Righe estratte:
_ _ _
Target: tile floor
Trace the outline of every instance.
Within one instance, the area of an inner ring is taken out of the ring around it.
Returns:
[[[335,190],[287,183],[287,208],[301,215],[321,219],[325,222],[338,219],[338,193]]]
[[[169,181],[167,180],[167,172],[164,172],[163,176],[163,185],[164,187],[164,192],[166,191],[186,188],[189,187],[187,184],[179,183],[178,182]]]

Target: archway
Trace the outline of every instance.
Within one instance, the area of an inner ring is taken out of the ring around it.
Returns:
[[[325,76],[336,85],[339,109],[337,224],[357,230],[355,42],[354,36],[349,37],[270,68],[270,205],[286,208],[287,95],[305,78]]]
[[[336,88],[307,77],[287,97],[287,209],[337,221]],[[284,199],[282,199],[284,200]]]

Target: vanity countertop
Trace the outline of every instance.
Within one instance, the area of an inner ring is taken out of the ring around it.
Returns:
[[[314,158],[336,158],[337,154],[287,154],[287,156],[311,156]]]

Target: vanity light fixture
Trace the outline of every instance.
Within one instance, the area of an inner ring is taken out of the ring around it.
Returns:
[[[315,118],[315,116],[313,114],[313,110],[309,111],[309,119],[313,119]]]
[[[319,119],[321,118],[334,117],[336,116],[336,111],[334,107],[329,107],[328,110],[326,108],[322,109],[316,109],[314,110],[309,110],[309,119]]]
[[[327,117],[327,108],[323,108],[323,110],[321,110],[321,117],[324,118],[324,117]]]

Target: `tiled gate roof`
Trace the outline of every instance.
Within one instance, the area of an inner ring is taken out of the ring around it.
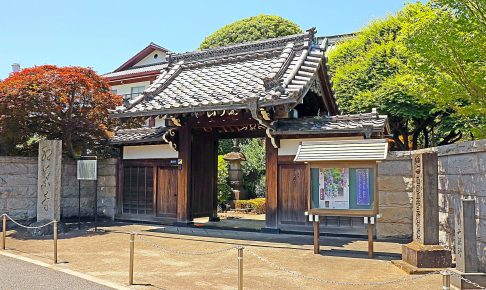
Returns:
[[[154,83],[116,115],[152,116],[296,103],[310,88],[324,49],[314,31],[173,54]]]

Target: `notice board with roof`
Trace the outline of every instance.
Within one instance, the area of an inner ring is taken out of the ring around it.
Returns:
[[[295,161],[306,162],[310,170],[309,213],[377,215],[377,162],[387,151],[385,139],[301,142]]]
_ _ _
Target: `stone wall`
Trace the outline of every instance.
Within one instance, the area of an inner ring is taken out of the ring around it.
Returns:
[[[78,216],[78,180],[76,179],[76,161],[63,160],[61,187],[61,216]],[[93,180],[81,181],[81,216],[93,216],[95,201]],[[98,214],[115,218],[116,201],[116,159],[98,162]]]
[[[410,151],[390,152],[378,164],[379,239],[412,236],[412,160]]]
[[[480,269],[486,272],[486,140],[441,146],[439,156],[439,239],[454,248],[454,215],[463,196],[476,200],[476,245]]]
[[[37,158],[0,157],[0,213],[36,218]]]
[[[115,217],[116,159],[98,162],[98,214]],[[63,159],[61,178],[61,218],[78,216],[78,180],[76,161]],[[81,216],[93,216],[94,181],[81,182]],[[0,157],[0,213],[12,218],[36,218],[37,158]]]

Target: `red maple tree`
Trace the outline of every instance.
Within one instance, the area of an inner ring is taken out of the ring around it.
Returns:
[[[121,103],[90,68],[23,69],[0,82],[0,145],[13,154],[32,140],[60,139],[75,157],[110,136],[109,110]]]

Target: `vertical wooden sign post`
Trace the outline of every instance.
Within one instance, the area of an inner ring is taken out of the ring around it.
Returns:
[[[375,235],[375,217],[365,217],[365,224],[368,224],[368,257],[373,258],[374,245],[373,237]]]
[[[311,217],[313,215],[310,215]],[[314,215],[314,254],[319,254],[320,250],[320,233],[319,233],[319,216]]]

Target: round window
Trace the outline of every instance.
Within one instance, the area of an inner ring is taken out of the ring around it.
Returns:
_ _ _
▶ [La richiesta]:
Indica soltanto il numero delle righe estratte qui sopra che contengono la parola "vanity".

▶ [Esito finale]:
2